GIVEN PASSAGE:
** Start **
Re: [patch 3/6] 2.6.18: sb1250-mac: Phylib IRQ handling fixes

"Maciej W. Rozycki" <macro@xxxxxxxxxxxxxx> · Mon, 16 Oct 2006 15:50:55 +0100 (BST)

Andrew,

> I don't get it.  If some code does
> 
> 	rtnl_lock();
> 	flush_scheduled_work();
> 
> and there's some work scheduled which does rtnl_lock() then it'll deadlock.
> 
> But it'll deadlock whether or not the caller of flush_scheduled_work() is
> keventd.
> 
> Calling flush_scheduled_work() under locks is generally a bad idea.

 Indeed -- this is why I avoid it.

> I'd have thought that was still deadlockable.  Could you describe the
> deadlock more completely please?

 The simplest sequence of calls that prevents races here is as follows:

unregister_netdev();
  rtnl_lock();
  unregister_netdevice();
    dev_close();
      sbmac_close();
        phy_stop();
        phy_disconnect();
          phy_stop_interrupts();
            phy_disable_interrupts();
            flush_scheduled_work();
            free_irq();
          phy_detach();
        mdiobus_unregister();
  rtnl_unlock();

We want to call flush_scheduled_work() from phy_stop_interrupts(), because 
there may still be calls to phy_change() waiting for the keventd to 
process and mdiobus_unregister() frees structures needed by phy_change().  
This may deadlock because of the call to rtnl_lock() though.
** End **
Entries from a dataset:
** Start **
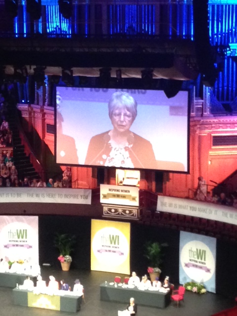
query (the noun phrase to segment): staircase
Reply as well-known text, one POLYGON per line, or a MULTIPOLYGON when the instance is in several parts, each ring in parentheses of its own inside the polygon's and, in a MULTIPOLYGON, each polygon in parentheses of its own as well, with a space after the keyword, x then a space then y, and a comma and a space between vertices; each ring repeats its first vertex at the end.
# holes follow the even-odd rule
POLYGON ((25 146, 22 144, 20 137, 17 120, 17 113, 15 106, 8 106, 7 120, 12 132, 12 145, 14 165, 18 172, 19 180, 27 177, 29 180, 40 177, 31 162, 30 157, 25 152, 25 146))

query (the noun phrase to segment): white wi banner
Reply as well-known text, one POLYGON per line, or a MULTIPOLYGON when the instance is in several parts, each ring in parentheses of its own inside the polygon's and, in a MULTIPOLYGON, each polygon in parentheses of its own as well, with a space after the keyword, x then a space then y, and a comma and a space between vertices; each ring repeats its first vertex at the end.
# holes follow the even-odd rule
POLYGON ((157 210, 219 221, 237 225, 237 209, 213 203, 158 196, 157 210))
POLYGON ((0 203, 91 204, 91 190, 56 188, 1 188, 0 203))
POLYGON ((100 185, 100 202, 119 205, 138 206, 139 189, 128 186, 100 185))
POLYGON ((0 216, 0 258, 39 265, 38 216, 0 216))

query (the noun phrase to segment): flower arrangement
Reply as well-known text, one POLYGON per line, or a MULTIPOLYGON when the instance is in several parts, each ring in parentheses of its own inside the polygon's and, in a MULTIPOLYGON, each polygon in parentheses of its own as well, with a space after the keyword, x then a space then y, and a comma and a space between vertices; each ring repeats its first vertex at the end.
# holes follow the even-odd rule
POLYGON ((72 259, 72 257, 68 255, 66 256, 63 256, 63 255, 60 255, 59 257, 58 257, 58 259, 60 262, 72 262, 72 261, 73 261, 72 259))
POLYGON ((147 268, 147 272, 148 273, 161 273, 161 270, 158 268, 152 268, 151 267, 148 267, 147 268))
POLYGON ((196 282, 187 282, 184 284, 184 286, 187 291, 192 291, 194 293, 198 293, 200 294, 206 293, 205 286, 203 284, 196 282))

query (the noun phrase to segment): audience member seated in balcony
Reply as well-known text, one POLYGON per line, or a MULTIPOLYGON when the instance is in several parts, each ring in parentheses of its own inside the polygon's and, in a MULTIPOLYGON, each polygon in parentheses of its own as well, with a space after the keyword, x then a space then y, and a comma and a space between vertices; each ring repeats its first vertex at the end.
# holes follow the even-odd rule
POLYGON ((200 176, 198 178, 198 187, 194 194, 195 199, 198 201, 204 201, 206 196, 206 182, 203 177, 200 176))
POLYGON ((227 200, 226 198, 226 195, 225 193, 221 193, 220 195, 220 198, 217 200, 217 204, 221 204, 222 205, 226 205, 227 203, 227 200))
POLYGON ((11 183, 9 178, 6 179, 6 188, 10 188, 11 187, 11 183))
POLYGON ((215 194, 212 198, 212 202, 213 203, 217 203, 217 201, 218 200, 218 196, 217 194, 215 194))
POLYGON ((56 182, 54 183, 54 188, 62 188, 62 182, 59 179, 56 179, 56 182))
POLYGON ((37 188, 46 188, 46 183, 43 181, 41 178, 39 181, 37 188))
POLYGON ((19 181, 18 179, 15 179, 14 181, 12 182, 12 186, 14 188, 19 188, 21 187, 21 183, 19 181))
POLYGON ((12 182, 14 182, 16 179, 18 178, 18 173, 16 170, 16 166, 14 166, 13 164, 10 169, 10 177, 12 182))
POLYGON ((233 205, 232 205, 235 208, 237 208, 237 198, 234 199, 233 205))
POLYGON ((1 177, 6 179, 10 176, 10 171, 5 165, 2 166, 1 169, 1 177))
POLYGON ((33 179, 33 181, 31 183, 31 187, 32 188, 37 188, 38 185, 38 182, 37 181, 37 179, 34 178, 33 179))
POLYGON ((25 177, 25 178, 24 178, 24 181, 22 182, 22 187, 30 187, 30 183, 29 182, 29 179, 28 178, 27 178, 26 177, 25 177))
POLYGON ((205 198, 205 200, 206 202, 209 202, 210 203, 213 201, 213 198, 211 196, 210 191, 208 191, 206 193, 206 197, 205 198))
POLYGON ((7 130, 9 128, 8 122, 6 121, 5 119, 3 119, 2 123, 0 127, 0 130, 6 132, 7 130))
POLYGON ((12 145, 12 132, 10 128, 7 129, 5 140, 7 146, 10 146, 12 145))
POLYGON ((70 167, 66 167, 63 172, 62 185, 64 188, 72 188, 72 171, 70 167))
POLYGON ((0 153, 0 165, 5 164, 5 158, 2 153, 0 153))
POLYGON ((0 147, 5 147, 6 146, 6 142, 3 136, 0 137, 0 147))
POLYGON ((6 157, 5 158, 5 164, 7 168, 11 168, 14 164, 14 158, 11 156, 10 153, 7 153, 6 157))
POLYGON ((233 205, 233 201, 231 198, 226 198, 226 205, 227 206, 232 206, 233 205))
POLYGON ((48 182, 46 186, 47 188, 54 188, 54 184, 53 183, 53 180, 52 179, 49 179, 48 182))

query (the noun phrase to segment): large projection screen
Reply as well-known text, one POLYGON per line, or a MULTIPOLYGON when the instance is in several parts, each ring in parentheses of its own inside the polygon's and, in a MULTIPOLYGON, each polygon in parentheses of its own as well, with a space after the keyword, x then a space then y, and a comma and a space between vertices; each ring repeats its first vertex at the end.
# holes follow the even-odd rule
POLYGON ((169 99, 161 90, 57 87, 56 162, 188 172, 188 104, 187 91, 169 99), (132 105, 112 102, 109 115, 116 92, 132 105), (115 146, 126 128, 126 143, 115 146))

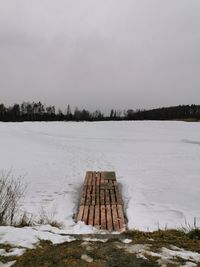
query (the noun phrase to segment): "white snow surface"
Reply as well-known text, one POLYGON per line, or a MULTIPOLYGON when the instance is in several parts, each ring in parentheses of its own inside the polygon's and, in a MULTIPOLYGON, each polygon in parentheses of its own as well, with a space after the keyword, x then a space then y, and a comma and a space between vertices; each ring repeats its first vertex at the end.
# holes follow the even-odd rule
POLYGON ((0 149, 0 171, 27 184, 22 208, 65 233, 95 231, 73 220, 87 170, 116 172, 130 229, 200 224, 200 123, 1 122, 0 149))

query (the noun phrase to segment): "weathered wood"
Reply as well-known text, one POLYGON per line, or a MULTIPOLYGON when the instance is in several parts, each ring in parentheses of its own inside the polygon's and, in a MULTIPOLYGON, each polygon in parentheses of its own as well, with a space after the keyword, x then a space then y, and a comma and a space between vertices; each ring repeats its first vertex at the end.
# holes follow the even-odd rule
POLYGON ((117 214, 117 206, 112 205, 112 218, 113 218, 113 228, 114 231, 119 231, 119 220, 118 220, 118 214, 117 214))
POLYGON ((124 212, 122 205, 117 205, 117 212, 118 212, 118 218, 119 218, 119 228, 123 229, 125 228, 125 221, 124 221, 124 212))
POLYGON ((106 205, 106 222, 107 222, 107 230, 112 231, 113 230, 113 222, 112 222, 112 212, 111 212, 111 206, 106 205))
POLYGON ((77 216, 77 222, 82 221, 83 212, 84 212, 84 206, 80 206, 79 211, 78 211, 78 216, 77 216))
POLYGON ((88 212, 89 212, 89 206, 84 206, 83 221, 85 224, 88 224, 88 212))
POLYGON ((106 230, 106 207, 101 205, 101 229, 106 230))
POLYGON ((94 206, 90 206, 89 208, 88 224, 94 225, 94 206))
POLYGON ((100 226, 100 205, 95 206, 94 226, 100 226))
POLYGON ((114 172, 86 172, 77 221, 98 229, 125 229, 123 201, 114 172))

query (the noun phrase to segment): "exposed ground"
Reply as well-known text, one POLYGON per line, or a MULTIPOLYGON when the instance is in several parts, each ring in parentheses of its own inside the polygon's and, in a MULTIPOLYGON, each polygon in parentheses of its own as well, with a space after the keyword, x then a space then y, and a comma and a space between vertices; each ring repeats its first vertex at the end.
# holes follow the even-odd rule
MULTIPOLYGON (((127 231, 120 235, 74 235, 75 241, 53 245, 41 241, 22 256, 0 256, 13 266, 200 266, 200 231, 153 233, 127 231)), ((11 247, 1 245, 9 252, 11 247)), ((1 265, 0 265, 1 266, 1 265)))

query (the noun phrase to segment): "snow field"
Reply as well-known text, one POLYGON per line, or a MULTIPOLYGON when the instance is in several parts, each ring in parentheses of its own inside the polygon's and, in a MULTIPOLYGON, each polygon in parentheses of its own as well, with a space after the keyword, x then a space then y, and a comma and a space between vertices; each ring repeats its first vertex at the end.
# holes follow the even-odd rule
POLYGON ((130 229, 200 225, 200 124, 185 122, 0 123, 0 170, 27 184, 23 209, 43 208, 65 232, 87 170, 115 171, 130 229))

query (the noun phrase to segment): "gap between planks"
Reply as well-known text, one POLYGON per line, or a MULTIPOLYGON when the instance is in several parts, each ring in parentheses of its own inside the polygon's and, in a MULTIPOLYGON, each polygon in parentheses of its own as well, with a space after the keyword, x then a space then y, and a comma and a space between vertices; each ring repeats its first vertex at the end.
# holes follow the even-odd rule
POLYGON ((108 231, 126 228, 114 172, 86 172, 77 221, 108 231))

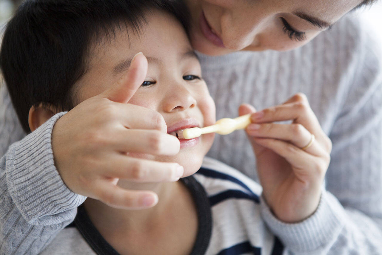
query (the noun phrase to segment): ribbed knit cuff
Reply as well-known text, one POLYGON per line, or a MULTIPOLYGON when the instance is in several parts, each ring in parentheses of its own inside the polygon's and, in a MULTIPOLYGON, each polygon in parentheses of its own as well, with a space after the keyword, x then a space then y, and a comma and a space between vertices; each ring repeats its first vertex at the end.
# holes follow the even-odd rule
POLYGON ((57 120, 66 113, 52 117, 12 144, 7 154, 6 171, 10 195, 30 224, 59 223, 40 220, 44 216, 76 208, 86 198, 65 185, 54 165, 52 131, 57 120))
POLYGON ((324 254, 337 239, 346 216, 337 199, 323 190, 318 207, 307 219, 286 223, 276 218, 264 198, 261 197, 263 219, 289 250, 295 253, 324 254))

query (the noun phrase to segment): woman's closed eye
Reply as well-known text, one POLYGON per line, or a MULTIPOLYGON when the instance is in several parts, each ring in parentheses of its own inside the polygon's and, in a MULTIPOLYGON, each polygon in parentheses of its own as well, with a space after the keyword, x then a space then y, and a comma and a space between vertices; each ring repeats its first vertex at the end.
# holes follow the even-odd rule
POLYGON ((194 75, 192 74, 189 74, 188 75, 183 76, 183 79, 185 80, 193 80, 195 79, 201 80, 201 78, 200 77, 197 75, 194 75))
POLYGON ((145 80, 143 82, 143 83, 142 84, 141 86, 144 87, 147 87, 150 86, 150 85, 152 85, 153 84, 155 84, 156 82, 152 82, 149 80, 145 80))
POLYGON ((291 39, 301 41, 304 41, 306 39, 305 32, 296 31, 291 26, 285 18, 282 17, 280 17, 280 18, 283 25, 283 31, 284 33, 288 34, 291 39))

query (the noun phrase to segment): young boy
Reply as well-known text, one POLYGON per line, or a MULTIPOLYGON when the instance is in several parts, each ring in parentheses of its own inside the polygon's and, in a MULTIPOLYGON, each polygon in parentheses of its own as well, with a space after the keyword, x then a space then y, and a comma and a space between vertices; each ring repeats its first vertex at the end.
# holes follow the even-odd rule
MULTIPOLYGON (((201 78, 198 60, 184 28, 176 18, 178 10, 175 7, 163 7, 166 5, 158 4, 160 1, 135 2, 46 0, 24 3, 13 20, 19 19, 20 24, 27 21, 31 24, 36 20, 33 18, 34 15, 37 15, 39 23, 37 25, 40 26, 41 32, 23 44, 25 48, 16 47, 15 50, 28 55, 33 47, 43 45, 43 41, 50 42, 52 47, 46 49, 46 55, 36 56, 32 59, 28 57, 28 61, 22 58, 10 61, 18 62, 20 65, 27 63, 25 68, 30 69, 28 72, 40 74, 34 75, 23 87, 17 87, 19 84, 17 81, 7 79, 17 67, 5 64, 8 52, 2 49, 2 67, 9 89, 14 92, 11 93, 13 101, 25 100, 26 93, 39 93, 45 97, 41 101, 44 103, 34 106, 31 111, 33 104, 19 104, 16 109, 23 126, 28 124, 31 131, 38 132, 38 127, 49 119, 52 113, 59 111, 57 109, 70 110, 105 90, 113 89, 110 84, 118 82, 137 59, 142 60, 141 54, 135 55, 140 51, 147 57, 148 70, 129 103, 159 112, 166 122, 167 132, 174 136, 185 128, 214 123, 214 104, 201 78), (71 15, 68 15, 69 10, 71 15), (63 34, 65 30, 62 28, 68 26, 73 29, 71 34, 63 34), (82 36, 76 29, 81 26, 87 33, 82 36), (62 42, 57 41, 58 38, 69 44, 68 47, 58 47, 62 42), (57 65, 44 64, 48 58, 59 60, 55 63, 57 65), (68 63, 72 67, 70 72, 64 69, 65 72, 60 73, 60 68, 68 66, 68 63), (55 83, 53 78, 47 78, 60 75, 65 82, 55 83), (29 120, 22 114, 28 111, 29 120)), ((18 33, 15 23, 11 23, 7 30, 18 33)), ((14 45, 17 44, 14 42, 14 45)), ((282 253, 282 245, 261 217, 259 186, 214 160, 204 159, 201 168, 213 138, 213 134, 208 134, 181 140, 180 150, 174 156, 133 155, 176 162, 184 167, 183 178, 174 182, 137 186, 123 177, 116 180, 122 188, 155 192, 159 202, 154 208, 123 210, 88 198, 79 208, 74 226, 60 231, 74 216, 71 212, 63 217, 63 213, 73 212, 82 201, 60 210, 48 206, 28 233, 15 234, 12 242, 3 240, 2 245, 5 248, 2 250, 34 253, 44 248, 43 254, 282 253), (37 241, 26 245, 25 240, 32 235, 38 235, 37 241)), ((52 185, 58 186, 60 183, 52 185)), ((33 188, 32 183, 31 189, 33 188)), ((8 198, 5 202, 16 203, 12 199, 8 198)), ((17 211, 15 208, 12 213, 17 213, 17 211)), ((7 232, 17 229, 22 222, 27 224, 20 211, 16 219, 10 219, 9 214, 2 215, 3 236, 7 236, 7 232)))
MULTIPOLYGON (((17 81, 7 80, 17 67, 6 64, 9 52, 2 49, 2 67, 9 90, 14 92, 11 93, 13 101, 25 100, 26 93, 40 93, 45 97, 41 100, 44 103, 34 106, 30 111, 30 102, 19 105, 18 113, 23 126, 28 125, 31 131, 38 132, 35 130, 49 119, 52 112, 59 111, 56 109, 68 110, 104 91, 113 89, 109 85, 117 82, 137 59, 142 61, 141 54, 133 57, 139 51, 149 60, 148 70, 144 82, 129 103, 157 111, 164 118, 168 133, 174 136, 180 130, 214 123, 214 102, 201 78, 198 59, 184 28, 175 16, 179 10, 174 6, 164 7, 165 5, 158 4, 159 1, 134 2, 47 0, 24 3, 13 20, 19 19, 19 24, 23 24, 28 21, 31 24, 37 20, 34 15, 38 15, 37 25, 41 32, 23 44, 25 48, 16 47, 15 50, 23 51, 26 56, 33 47, 43 45, 42 42, 50 42, 52 47, 46 49, 46 55, 36 56, 33 59, 29 56, 28 61, 21 58, 10 61, 27 63, 25 68, 30 69, 27 72, 40 74, 23 86, 17 81), (71 15, 68 15, 68 10, 71 15), (62 28, 68 26, 73 28, 71 34, 63 34, 65 30, 62 28), (76 28, 81 26, 87 34, 78 36, 76 28), (66 48, 58 47, 62 43, 56 41, 59 38, 70 44, 66 48), (48 66, 44 64, 48 59, 59 59, 55 64, 61 62, 61 66, 48 66), (72 69, 70 72, 63 69, 66 71, 60 74, 60 68, 68 66, 68 62, 72 69), (55 83, 53 78, 50 80, 48 78, 46 82, 47 77, 60 75, 66 83, 55 83), (22 114, 28 111, 29 120, 22 114)), ((179 15, 178 18, 180 18, 179 15)), ((7 30, 18 33, 15 23, 11 23, 7 30)), ((14 45, 17 44, 15 42, 14 45)), ((36 219, 38 223, 28 233, 15 234, 12 242, 3 240, 2 250, 6 253, 34 253, 45 248, 41 254, 46 254, 281 252, 282 245, 261 218, 260 187, 212 159, 204 159, 201 168, 213 138, 213 134, 209 134, 181 140, 180 150, 174 156, 134 155, 184 166, 184 178, 175 182, 145 183, 136 187, 123 177, 119 180, 118 186, 122 188, 155 191, 159 203, 154 208, 125 210, 88 198, 79 208, 75 227, 61 231, 74 216, 71 212, 63 217, 63 213, 73 212, 82 201, 61 210, 47 208, 43 216, 36 219), (32 235, 37 235, 37 238, 27 245, 26 240, 32 235)), ((52 185, 59 186, 60 183, 52 185)), ((10 199, 5 202, 13 203, 10 199)), ((16 228, 17 232, 22 222, 27 224, 20 211, 16 221, 2 216, 3 236, 7 236, 12 228, 16 228)), ((12 213, 16 211, 15 208, 12 213)))

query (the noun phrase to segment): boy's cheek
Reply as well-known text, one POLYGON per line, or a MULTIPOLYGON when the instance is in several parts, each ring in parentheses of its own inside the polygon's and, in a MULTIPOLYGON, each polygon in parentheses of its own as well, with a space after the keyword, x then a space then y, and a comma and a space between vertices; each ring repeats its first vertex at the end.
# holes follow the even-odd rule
** End **
PROBLEM STATEMENT: The sb1250-mac patch reply above gives a sequence of calls. List every function that this sequence shows as called directly from phy_stop_interrupts(), in the order they appear.

REPLY: phy_disable_interrupts(), flush_scheduled_work(), free_irq()